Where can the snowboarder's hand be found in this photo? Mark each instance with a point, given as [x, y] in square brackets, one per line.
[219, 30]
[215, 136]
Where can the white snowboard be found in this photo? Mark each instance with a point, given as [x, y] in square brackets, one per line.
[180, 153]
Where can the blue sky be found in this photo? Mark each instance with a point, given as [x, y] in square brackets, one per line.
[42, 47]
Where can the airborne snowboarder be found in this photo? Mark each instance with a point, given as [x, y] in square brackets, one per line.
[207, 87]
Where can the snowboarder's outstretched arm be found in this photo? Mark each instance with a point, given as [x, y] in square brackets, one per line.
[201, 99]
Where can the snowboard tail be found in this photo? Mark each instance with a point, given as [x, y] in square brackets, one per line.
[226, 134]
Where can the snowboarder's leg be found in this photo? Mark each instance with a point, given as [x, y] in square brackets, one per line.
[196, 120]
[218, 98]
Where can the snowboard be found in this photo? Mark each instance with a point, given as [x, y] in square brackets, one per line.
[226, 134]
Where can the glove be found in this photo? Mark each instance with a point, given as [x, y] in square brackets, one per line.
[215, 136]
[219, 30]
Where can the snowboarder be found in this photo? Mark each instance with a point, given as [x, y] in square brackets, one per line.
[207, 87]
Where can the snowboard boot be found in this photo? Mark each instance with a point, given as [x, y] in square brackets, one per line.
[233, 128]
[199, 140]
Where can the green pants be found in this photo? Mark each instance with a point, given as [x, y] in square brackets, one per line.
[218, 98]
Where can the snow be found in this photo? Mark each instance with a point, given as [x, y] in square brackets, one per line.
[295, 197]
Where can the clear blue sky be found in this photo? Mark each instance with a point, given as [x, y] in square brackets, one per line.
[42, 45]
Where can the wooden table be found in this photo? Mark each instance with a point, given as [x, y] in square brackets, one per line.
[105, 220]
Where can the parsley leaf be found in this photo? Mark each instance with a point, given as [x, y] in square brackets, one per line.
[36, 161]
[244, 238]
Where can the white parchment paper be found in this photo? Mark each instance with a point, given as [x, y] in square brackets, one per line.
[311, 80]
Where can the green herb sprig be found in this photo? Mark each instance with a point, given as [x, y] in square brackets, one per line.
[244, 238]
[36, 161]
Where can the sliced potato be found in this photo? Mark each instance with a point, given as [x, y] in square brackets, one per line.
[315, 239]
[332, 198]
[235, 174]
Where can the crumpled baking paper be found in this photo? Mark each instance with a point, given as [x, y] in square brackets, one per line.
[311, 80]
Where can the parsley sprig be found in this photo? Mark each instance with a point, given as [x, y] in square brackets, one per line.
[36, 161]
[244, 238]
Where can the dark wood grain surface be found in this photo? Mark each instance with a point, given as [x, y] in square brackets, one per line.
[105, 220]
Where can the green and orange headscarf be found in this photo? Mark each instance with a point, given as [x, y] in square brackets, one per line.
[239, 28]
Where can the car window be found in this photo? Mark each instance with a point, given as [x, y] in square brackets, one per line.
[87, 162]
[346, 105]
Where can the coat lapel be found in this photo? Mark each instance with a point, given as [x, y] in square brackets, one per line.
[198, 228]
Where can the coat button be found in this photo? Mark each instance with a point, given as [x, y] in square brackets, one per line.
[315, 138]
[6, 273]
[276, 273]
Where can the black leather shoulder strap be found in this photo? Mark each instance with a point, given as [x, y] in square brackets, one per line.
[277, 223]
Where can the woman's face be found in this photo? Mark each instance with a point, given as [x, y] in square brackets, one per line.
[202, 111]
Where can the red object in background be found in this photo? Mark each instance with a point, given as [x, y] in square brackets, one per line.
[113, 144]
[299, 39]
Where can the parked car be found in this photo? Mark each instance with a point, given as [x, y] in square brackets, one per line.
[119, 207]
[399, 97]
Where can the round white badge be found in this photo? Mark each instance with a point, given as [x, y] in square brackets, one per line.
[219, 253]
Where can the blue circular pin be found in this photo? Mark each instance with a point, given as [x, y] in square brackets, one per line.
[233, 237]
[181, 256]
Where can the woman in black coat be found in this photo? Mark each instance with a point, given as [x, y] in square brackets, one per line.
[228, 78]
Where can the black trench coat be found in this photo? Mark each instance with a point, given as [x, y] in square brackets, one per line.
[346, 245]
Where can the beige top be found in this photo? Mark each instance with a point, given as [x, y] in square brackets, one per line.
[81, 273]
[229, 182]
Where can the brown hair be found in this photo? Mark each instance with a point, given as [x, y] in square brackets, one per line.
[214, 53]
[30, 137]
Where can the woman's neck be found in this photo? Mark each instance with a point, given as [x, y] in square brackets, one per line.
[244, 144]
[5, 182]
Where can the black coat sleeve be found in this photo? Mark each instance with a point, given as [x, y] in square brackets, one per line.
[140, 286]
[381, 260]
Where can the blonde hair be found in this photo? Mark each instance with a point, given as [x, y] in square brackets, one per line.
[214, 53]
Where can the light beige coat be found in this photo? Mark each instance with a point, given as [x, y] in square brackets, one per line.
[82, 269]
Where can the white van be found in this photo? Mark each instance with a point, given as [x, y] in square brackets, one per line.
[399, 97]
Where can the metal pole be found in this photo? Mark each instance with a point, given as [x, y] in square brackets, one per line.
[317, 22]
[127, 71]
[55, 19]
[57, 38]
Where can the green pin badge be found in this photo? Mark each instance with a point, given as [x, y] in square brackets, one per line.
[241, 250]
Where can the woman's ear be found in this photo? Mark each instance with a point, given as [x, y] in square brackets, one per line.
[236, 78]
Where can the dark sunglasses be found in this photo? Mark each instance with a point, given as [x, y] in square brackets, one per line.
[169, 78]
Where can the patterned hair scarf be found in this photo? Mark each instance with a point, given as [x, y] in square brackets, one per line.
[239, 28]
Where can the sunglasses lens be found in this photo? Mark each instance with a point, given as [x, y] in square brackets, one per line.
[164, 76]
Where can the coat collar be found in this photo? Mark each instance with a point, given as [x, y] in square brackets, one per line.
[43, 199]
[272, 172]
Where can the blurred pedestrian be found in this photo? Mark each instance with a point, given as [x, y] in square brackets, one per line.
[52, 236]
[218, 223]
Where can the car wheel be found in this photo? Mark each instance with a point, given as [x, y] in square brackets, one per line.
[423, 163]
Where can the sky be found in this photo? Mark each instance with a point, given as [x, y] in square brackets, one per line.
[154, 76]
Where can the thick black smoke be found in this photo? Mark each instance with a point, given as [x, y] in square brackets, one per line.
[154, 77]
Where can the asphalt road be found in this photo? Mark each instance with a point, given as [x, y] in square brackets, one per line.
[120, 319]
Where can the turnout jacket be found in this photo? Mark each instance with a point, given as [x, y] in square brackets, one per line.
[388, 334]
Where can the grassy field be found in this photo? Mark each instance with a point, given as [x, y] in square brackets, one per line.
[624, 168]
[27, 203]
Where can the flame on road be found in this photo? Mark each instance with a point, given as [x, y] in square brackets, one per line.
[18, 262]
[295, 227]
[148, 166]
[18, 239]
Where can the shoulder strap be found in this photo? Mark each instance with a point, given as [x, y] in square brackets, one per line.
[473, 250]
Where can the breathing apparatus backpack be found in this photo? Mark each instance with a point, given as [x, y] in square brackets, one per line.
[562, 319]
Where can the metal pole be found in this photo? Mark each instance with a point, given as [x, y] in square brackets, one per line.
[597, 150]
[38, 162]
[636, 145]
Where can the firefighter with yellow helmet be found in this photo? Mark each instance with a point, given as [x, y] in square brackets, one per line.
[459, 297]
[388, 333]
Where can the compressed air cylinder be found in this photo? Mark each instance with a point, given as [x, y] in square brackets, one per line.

:: REQUIREMENT ::
Copy out every item above word for word, keeping each on its own line and in the same order.

:: RESULT ::
Where can the snowboarder's hand be found in this photo? Mark each instance with a point, given as [x, y] in square brackets, one per line.
[219, 30]
[215, 136]
Where can the white snowboard be found in this photo? Mark each instance with a point, given as [x, y] in square brackets, one per line.
[180, 153]
Where can the blue sky be found in this photo? Mark each instance with a point, given as [x, y] in square brackets, one per line.
[42, 47]
Where can the airborne snowboarder be found in this photo? Mark each instance with a point, given as [x, y] in square brackets, one per line.
[207, 87]
Where can the snowboarder's outstretched arm be found in this photo? Mark each instance with a point, given as [x, y] in square brackets, one per line.
[201, 99]
Where can the snowboard tail be found in this photo? Mark each instance with a point, given as [x, y] in square brackets, one per line.
[226, 134]
Where can the snowboarder's leg be found in this photo? Mark each instance with a point, given as [x, y] in square brackets, one per line.
[196, 120]
[218, 98]
Where can the snowboard be found in this photo? Mark each instance with a point, given as [x, y] in square brackets, one per line.
[226, 134]
Where can the glove be found in this photo? Mark each instance with a point, given as [x, y] in square brackets, one per line.
[215, 136]
[219, 30]
Where can the snowboarder be found in this photo? Mark each instance with a point, given as [x, y] in square brackets, one per line.
[207, 87]
Where can the snowboard boot be found in this photo? Mark each instance with a point, given as [x, y] in square brackets, one per line.
[233, 128]
[199, 140]
Where can the green pants be found in this photo? Mark each instance with a point, given as [x, y] in square brackets, one per line.
[218, 98]
Where can the snow be found in this photo? Mark each instance with a point, given as [x, y] in square brackets, one per line.
[295, 197]
Where can the clear blue sky be found in this photo? Mark each instance with a point, given as [x, y] in square brackets, one per line.
[42, 45]
Where can the wooden table be found in this photo? Mark each instance with a point, given as [x, y] in square brackets, one per line.
[105, 220]
Where can the parsley leaf be found in this photo? Mark each instance with a point, given as [x, y] in square brackets, one per line.
[36, 161]
[244, 238]
Where can the white parchment paper be found in this photo? Mark each instance with a point, given as [x, y] in square brackets, one per line.
[311, 80]
Where can the green herb sprig be found in this photo? Mark each instance with a point, given as [x, y] in square brackets, one per line.
[244, 238]
[36, 161]
Where can the sliced potato be found in this photo? Mark each instance with a point, given as [x, y] in square brackets, one per line.
[315, 239]
[332, 198]
[235, 174]
Where can the crumpled baking paper be found in this photo? Mark each instance with a point, given as [x, y] in square brackets, one per line.
[311, 80]
Where can the parsley sprig be found in this photo? Mark each instance with a point, given as [x, y] in square brackets, one per line.
[36, 161]
[244, 238]
Where can the dark wood grain surface be found in this photo? Mark each instance with a point, given as [x, y] in square brackets, one per line.
[105, 220]
Where can the green and orange headscarf be found in this photo? Mark each instance with a point, given as [x, y] in square brackets, one per line.
[239, 28]
Where can the car window be found in this photo? Mark each instance with a point, given as [x, y] in square brackets, one per line.
[87, 162]
[346, 105]
Where can the coat lapel be found in this photo? Mark each instance with a point, given as [x, y] in square brackets, one per line.
[198, 228]
Where can the coat button be found in this photo? Mark each instance with a point, given as [x, y] in square brackets, one per line.
[315, 138]
[6, 273]
[276, 273]
Where can the black leather shoulder strap be found in this photo? Mark each instance with a point, given as [x, y] in square brackets, one per line.
[277, 223]
Where can the woman's face be found in this photo? Mark each instance with a point, given as [x, y] in square brackets, one per line.
[202, 111]
Where can the red object in background be found in this photo? Mark each instance with a point, given as [x, y] in square brackets, one per line.
[113, 144]
[299, 39]
Where can the parked car be found in this photo? Mark each instance with a point, given as [x, y] in square brackets, one per line.
[119, 207]
[399, 97]
Where can the round white badge be found in this photo? Mark each instance with a point, given as [x, y] in square brackets, one per line.
[219, 253]
Where can the blue circular pin be found in this photo? Mark each instance with a point, given as [x, y] in square brackets, one per line.
[233, 237]
[181, 256]
Where can the woman in black coat be found in this photo? Mark each instance with a point, given as [x, y] in square brackets, one per line.
[228, 78]
Where can the black trench coat be found in this photo? Mark each instance with a point, given as [x, y] in square brackets, one per line.
[346, 245]
Where can the beige top be found in this photo? Mark each instance with a point, given as [x, y] in square brackets, one per line.
[81, 273]
[229, 182]
Where can the brown hair be found in this photo? Mark each instance with a point, given as [x, y] in square brackets, one per line.
[214, 53]
[30, 137]
Where can the woman's neck be found in this photo? Mark each instance with a point, given as [x, y] in square brackets, one per line.
[244, 144]
[5, 182]
Where can the black coat sleeve be found in this photo? Mark each instance with a point, given as [x, y] in square brackets, one per line.
[140, 286]
[381, 260]
Where can the blonde hair be found in this photo? Mark each instance with a point, given as [x, y] in square brackets, one per line.
[214, 53]
Where can the light beige coat be found in this photo? Mark each instance with a point, given as [x, y] in square brackets, one per line.
[82, 269]
Where can the white van be found in this photo? Mark each instance with a point, given as [x, y] in square brackets, one per line.
[399, 97]
Where can the metal pole be found in this photo? Mark each instance with a point, given as [x, y] in square brackets, one per line.
[317, 22]
[127, 71]
[55, 19]
[57, 38]
Where can the green pin badge be found in this photo? Mark each instance with a point, given as [x, y] in square brackets, one per line.
[241, 250]
Where can the woman's ear be found in this photo? Mark each instance with a point, given as [x, y] in square brackets, one per line.
[236, 78]
Where can the dark sunglasses be found in this photo? Mark each instance with a point, given as [x, y] in square brackets, one per line.
[169, 78]
Where can the patterned hair scarf be found in this photo? Mark each instance with a point, given as [x, y] in square brackets, one per line.
[239, 28]
Where can the sunglasses lens be found in this photo? Mark each instance with a point, given as [x, y] in square brackets, one per line.
[164, 76]
Where can the coat collar be found in this photo? Mark each instance with a point, given as [x, y] in square brackets, one per line.
[43, 199]
[272, 172]
Where can the blurred pedestrian be found in this photo? Mark each instance with a point, given as [x, y] in square brackets, one per line.
[52, 236]
[218, 223]
Where can the car wheel be found in this photo? Mark each instance with a point, given as [x, y] in square brackets, one per line.
[423, 163]
Where can the sky be found in this photo? Mark each instance with a point, given as [x, y] in square brackets, one per line.
[154, 76]
Where can the thick black smoke be found in this photo? Mark each instance with a point, given as [x, y] in square brackets, one per line.
[154, 77]
Where can the asphalt road be found in this photo? Mark each instance with a point, given as [x, y] in square brackets, one per line.
[120, 319]
Where can the turnout jacket be found in this photo? Mark each instance with a point, given as [x, y] in square brackets, one per line.
[388, 334]
Where can the grassy field be found in this photo? Mark each instance with a point, given as [x, y] in square brackets, one per line.
[624, 168]
[27, 203]
Where can the flame on road be found in this photo? Mark each instance with a point, given as [x, y] in square brackets, one per line.
[18, 262]
[295, 227]
[148, 166]
[18, 239]
Where can the shoulder strap be found in this photo? Mark each instance with a point, given as [x, y] in square brackets, one per line.
[473, 250]
Where can the breathing apparatus backpack be found in this photo? Mark each instance with a point, given as [x, y] in square brackets, one per line.
[562, 319]
Where can the metal pole be found in this photo? Mark each instance with a point, given as [x, y] in square brackets, one per line.
[597, 150]
[38, 162]
[636, 145]
Where can the firefighter with yellow helmet be found in this photo? Mark each instance with a point, given as [x, y] in square brackets, one per line.
[459, 297]
[388, 333]
Where can the compressed air cylinder be found in this photo? Mark each instance with a point, given as [x, y] in square brackets, one per line.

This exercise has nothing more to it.